Text
-=-=-=-=-
Dominique Barjolle
Researcher

University of Lausanne
Institute of geography and sustainability
Mouline - Géopolis 3531
CH-1015 Lausanne
 
 
 
Phone +41 21 692 3062
dominique.barjolle@unil.ch

Teaching


Sustainable food systems (Master)

The aim of the course is to make students aware of the levers for action that exist within territories to achieve the transformation of food systems towards resilience and sustainability, as set out in the objectives of the United Nations Sustainable Development Programme.
Feeding humanity by reducing human pressure on natural resources through a change in diets that become healthy and sustainable and encourage agroecological practices and ecosystem services. This project is one of the ways in which the United Nations' goal 12 for sustainable development can be achieved. This goal is based on responsible consumption and production. Food and agricultural issues have been brought to the fore by the current health crisis, as well as by the commitments made to curb climate change and the effects of the globalisation of trade on food sovereignty. It is against this backdrop that the sustainability of food systems has been made the subject of a United Nations summit in 2021.
-=-=-=-=-
[Dataset items]
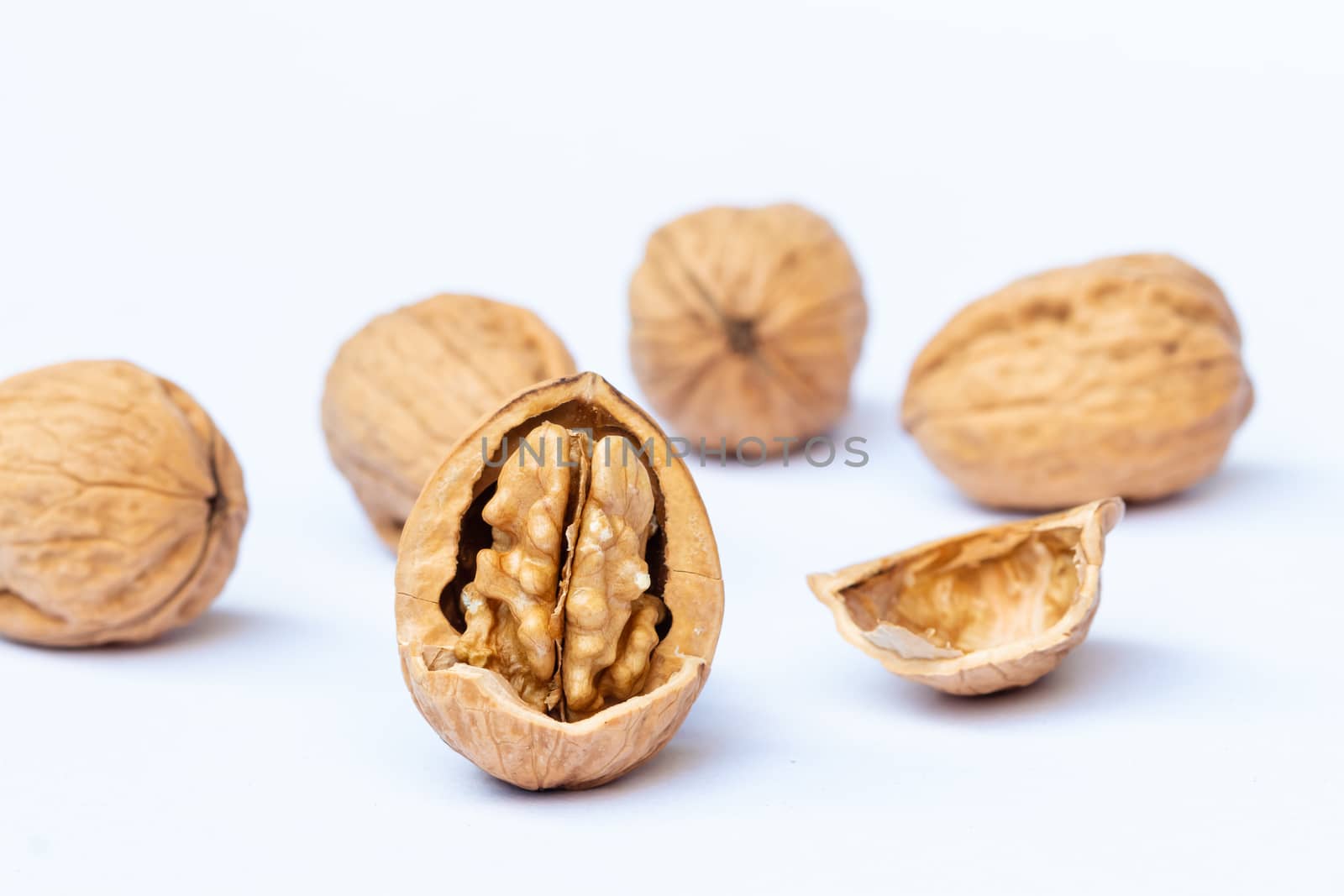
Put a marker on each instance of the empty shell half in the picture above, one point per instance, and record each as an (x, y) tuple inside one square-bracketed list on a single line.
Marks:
[(983, 611)]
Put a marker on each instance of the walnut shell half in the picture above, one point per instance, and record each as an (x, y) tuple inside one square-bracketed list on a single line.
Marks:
[(981, 611), (557, 611), (121, 506), (746, 325), (409, 383), (1122, 376)]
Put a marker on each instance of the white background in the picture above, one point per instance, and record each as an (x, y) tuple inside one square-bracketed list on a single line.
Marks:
[(223, 192)]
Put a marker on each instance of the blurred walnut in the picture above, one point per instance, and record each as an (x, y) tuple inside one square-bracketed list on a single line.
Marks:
[(1121, 376), (405, 387), (121, 506), (558, 593), (981, 611), (746, 325)]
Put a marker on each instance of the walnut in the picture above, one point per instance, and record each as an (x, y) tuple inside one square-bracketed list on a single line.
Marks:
[(121, 506), (746, 325), (558, 589), (405, 387), (1121, 376), (983, 611)]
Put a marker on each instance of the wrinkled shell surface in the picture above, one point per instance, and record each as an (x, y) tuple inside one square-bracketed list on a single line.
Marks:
[(1121, 376), (983, 611), (121, 506), (748, 324), (405, 387), (555, 625)]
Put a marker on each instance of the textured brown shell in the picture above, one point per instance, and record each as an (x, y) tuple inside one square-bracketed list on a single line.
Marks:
[(1005, 665), (746, 322), (407, 385), (1121, 376), (121, 506), (474, 710)]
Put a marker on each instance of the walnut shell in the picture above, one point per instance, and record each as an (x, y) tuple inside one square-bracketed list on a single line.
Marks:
[(746, 325), (575, 567), (981, 611), (1121, 376), (121, 506), (409, 383)]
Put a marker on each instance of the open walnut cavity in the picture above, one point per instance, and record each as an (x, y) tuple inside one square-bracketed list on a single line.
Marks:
[(573, 647), (983, 611), (558, 590)]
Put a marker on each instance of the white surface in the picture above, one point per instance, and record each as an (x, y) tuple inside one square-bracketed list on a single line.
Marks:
[(223, 196)]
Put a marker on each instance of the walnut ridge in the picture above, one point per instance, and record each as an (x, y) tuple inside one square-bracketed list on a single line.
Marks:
[(121, 506), (409, 383), (746, 324), (981, 611), (1121, 376), (558, 589)]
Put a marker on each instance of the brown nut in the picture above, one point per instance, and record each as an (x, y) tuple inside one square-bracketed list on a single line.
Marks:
[(746, 325), (405, 387), (981, 611), (1121, 376), (121, 506), (558, 598)]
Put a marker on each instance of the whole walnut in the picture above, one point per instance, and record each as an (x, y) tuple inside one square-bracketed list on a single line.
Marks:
[(1121, 376), (403, 389), (746, 325), (121, 506)]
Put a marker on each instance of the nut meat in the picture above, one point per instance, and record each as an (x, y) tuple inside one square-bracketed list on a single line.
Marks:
[(983, 611), (1122, 376), (121, 506), (746, 325), (558, 590), (405, 387)]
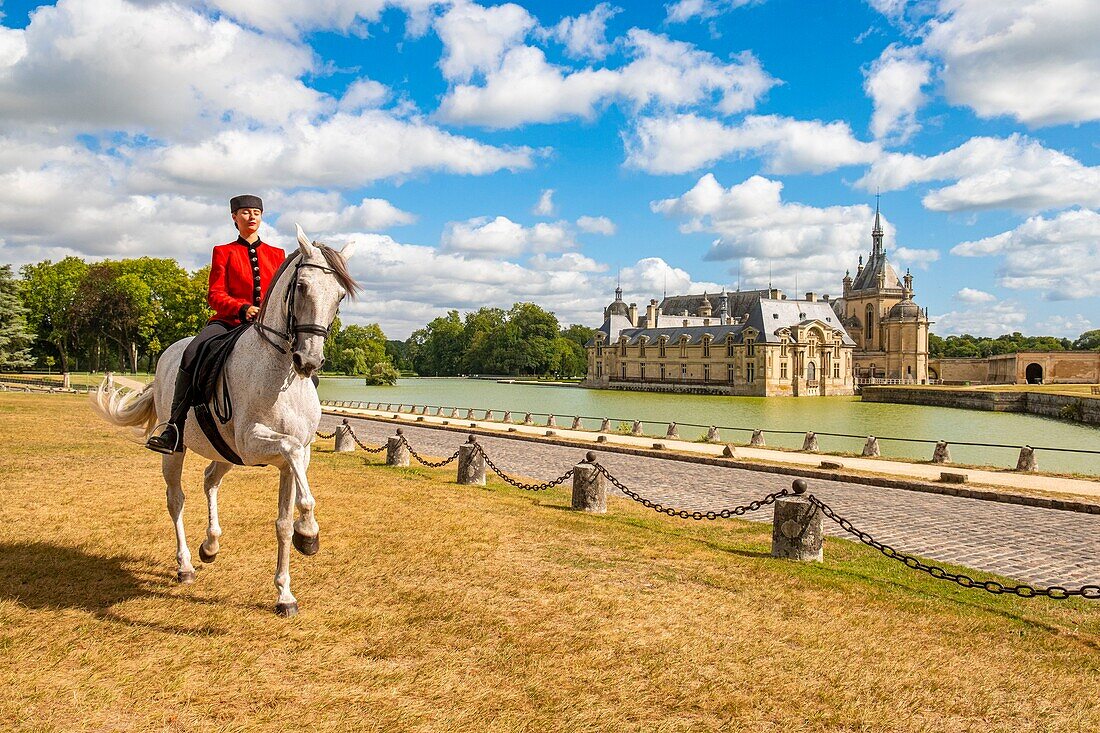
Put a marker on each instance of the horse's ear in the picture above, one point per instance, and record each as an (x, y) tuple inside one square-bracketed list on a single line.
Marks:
[(304, 242)]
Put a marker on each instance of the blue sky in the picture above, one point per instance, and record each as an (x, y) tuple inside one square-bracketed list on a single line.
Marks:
[(684, 145)]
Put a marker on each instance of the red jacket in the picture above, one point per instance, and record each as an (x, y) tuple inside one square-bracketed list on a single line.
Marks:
[(240, 275)]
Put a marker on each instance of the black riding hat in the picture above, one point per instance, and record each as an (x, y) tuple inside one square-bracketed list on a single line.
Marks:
[(245, 201)]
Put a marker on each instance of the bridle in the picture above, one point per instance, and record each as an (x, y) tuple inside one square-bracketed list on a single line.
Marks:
[(289, 337)]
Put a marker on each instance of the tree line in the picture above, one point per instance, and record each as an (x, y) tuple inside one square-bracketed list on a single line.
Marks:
[(120, 315)]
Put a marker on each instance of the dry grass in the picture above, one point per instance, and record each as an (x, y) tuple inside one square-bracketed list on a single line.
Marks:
[(433, 606)]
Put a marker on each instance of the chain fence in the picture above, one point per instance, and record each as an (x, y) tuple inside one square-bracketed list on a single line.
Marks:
[(799, 489), (1091, 592)]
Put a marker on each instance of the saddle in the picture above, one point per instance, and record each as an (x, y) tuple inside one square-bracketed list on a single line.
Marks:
[(208, 374)]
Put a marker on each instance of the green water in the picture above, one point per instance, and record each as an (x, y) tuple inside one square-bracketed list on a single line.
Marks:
[(820, 414)]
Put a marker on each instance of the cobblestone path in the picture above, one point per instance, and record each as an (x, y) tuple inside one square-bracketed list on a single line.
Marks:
[(1040, 546)]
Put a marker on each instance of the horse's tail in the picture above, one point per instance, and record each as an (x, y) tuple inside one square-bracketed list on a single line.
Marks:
[(124, 407)]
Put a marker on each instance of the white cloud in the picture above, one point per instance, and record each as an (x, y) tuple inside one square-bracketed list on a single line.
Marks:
[(503, 236), (686, 142), (1035, 61), (991, 173), (971, 295), (893, 83), (321, 212), (407, 285), (475, 36), (108, 65), (545, 206), (663, 73), (596, 226), (681, 11), (993, 319), (772, 238), (341, 151), (293, 17), (1054, 255), (565, 262), (584, 35)]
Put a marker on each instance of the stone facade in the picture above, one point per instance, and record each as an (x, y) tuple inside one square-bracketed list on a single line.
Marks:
[(779, 348), (761, 343), (1022, 368)]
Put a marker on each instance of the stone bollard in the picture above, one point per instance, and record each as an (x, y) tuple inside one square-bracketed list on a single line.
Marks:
[(397, 452), (590, 491), (344, 441), (1026, 461), (471, 465), (871, 447), (796, 527)]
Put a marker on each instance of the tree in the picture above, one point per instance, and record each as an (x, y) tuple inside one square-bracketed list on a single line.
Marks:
[(50, 292), (438, 348), (15, 337)]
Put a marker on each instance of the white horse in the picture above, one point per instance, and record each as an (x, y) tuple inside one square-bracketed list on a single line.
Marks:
[(275, 408)]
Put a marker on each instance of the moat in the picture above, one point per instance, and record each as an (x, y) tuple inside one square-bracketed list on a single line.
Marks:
[(820, 414)]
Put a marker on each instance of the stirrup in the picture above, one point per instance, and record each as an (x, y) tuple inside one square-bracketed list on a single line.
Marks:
[(161, 444)]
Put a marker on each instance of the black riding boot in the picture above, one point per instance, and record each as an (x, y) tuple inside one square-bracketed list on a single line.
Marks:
[(172, 438)]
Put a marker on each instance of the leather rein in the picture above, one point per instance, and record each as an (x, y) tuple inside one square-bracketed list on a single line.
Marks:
[(289, 337)]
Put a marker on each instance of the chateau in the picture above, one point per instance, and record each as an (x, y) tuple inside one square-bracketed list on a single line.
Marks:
[(762, 343)]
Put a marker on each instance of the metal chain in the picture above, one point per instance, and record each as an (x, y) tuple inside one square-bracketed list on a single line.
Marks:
[(519, 484), (427, 462), (684, 514), (1057, 592)]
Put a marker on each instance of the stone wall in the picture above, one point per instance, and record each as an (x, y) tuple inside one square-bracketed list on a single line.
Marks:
[(1080, 409)]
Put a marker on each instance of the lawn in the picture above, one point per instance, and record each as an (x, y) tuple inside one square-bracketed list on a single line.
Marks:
[(433, 606)]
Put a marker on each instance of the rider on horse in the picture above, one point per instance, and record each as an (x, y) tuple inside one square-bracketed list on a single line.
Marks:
[(240, 275)]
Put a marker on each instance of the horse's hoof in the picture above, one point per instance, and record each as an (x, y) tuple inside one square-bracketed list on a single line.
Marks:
[(307, 545)]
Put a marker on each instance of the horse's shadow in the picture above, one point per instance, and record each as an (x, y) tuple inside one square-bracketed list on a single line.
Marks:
[(40, 576)]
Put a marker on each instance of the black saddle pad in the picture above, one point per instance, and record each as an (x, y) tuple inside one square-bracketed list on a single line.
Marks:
[(209, 362)]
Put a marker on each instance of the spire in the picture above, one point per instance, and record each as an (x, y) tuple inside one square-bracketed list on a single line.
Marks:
[(877, 231)]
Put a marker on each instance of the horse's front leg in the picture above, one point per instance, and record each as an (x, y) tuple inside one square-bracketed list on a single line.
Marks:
[(287, 605), (211, 481), (172, 467), (307, 535)]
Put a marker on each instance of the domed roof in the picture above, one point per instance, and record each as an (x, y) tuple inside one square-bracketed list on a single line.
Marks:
[(904, 309), (618, 308)]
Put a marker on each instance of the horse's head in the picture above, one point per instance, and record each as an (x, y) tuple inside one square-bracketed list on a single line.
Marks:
[(321, 283)]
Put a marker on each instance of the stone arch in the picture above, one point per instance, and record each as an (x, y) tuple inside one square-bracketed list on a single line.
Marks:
[(1033, 374)]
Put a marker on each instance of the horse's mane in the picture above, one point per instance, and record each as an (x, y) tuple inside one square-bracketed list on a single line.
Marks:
[(334, 261)]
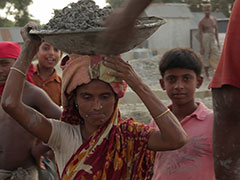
-=-=-=-=-
Stated problem A
Set down the researcher profile verbatim, starting at "University of Lausanne" and ending at "food systems (Master)".
Stated problem B
Write the next part of the researcher profile, picking up right after its final sentence.
None of the material is used here.

Exercise output A
University of Lausanne
Institute of geography and sustainability
Mouline - Géopolis 3531
CH-1015 Lausanne
 
 
 
Phone +41 21 692 3062
dominique.barjolle@unil.ch

Teaching


Sustainable food systems (Master)

Exercise output B
In Switzerland, the subject is also highly topical. Since the amendment of Article 104 in 1996 and the introduction of the sustainability objective in the Federal Constitution in 1999, the sustainability of agricultural practices has been one of the objectives of agricultural policy, but there has been fierce criticism of the results achieved over the last 20 years. This is reflected in the debates surrounding the integration of food security and food sovereignty. In the votes on these two issues, 78.7% of the electorate voted in favour of the federal decree on food safety (2017), although the "For food sovereignty" initiative failed to win the vote, with only 31.6% in favour (2018) (FSO/voting statistics). In 2021, the people rejected the two initiatives "For a pesticide-free Switzerland" and "For clean drinking water and healthy food". However, in Switzerland too, as elsewhere in the world, the globalisation of trade and the technologies available are having a profound impact on food systems, pushing them to their environmental and social limits. The loss of biodiversity, the depletion of arable land, water pollution, air pollution from greenhouse gas emissions, malnutrition and food insecurity, the accentuation of inequalities, food injustice, the desertification of rural areas and the galloping urban concentration are worrying civil society and ordinary citizens alike.
Beyond the debates, individual commitment is gaining in importance: new consumption and production practices are calling into question in depth the commercial circuits, legal status, policies and multiple social relationships that are forged between actors and their food.
The aim of this course is to explore the contemporary dynamics between agriculture and food on the scale of living areas, defined as the smallest territory in which inhabitants have access to the most common facilities and services[1], and more specifically in Switzerland.
Target audience
Masters students interested in the themes of agriculture and food, 'eating locally', responsible consumption and how citizens as consumers can influence the sustainability of agricultural production.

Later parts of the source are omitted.